**WORK TO COMPLETE:** Restate the listing below with no word altered.
· · · · · · ·
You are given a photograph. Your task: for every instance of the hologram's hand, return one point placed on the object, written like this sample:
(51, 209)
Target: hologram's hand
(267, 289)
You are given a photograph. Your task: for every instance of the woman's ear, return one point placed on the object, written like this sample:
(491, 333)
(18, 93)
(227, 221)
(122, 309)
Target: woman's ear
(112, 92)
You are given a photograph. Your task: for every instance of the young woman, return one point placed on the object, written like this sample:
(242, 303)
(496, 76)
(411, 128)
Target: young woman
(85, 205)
· · · · · · ·
**TASK RESPONSE:**
You are given a photograph. Your task: for every instance of the hologram's hand, return one point placed on the object, written like this sample:
(51, 209)
Target: hologram's hand
(267, 289)
You are given a photograph. Your task: for every instance of the woman's ear, return one point placed on the object, written like this sample:
(491, 333)
(18, 93)
(227, 221)
(122, 309)
Target: woman's ear
(112, 92)
You are given a photograph. Your task: for every instance of the young woman, return one point placed on the object, written like this sample:
(242, 303)
(496, 76)
(411, 128)
Target: young woman
(85, 205)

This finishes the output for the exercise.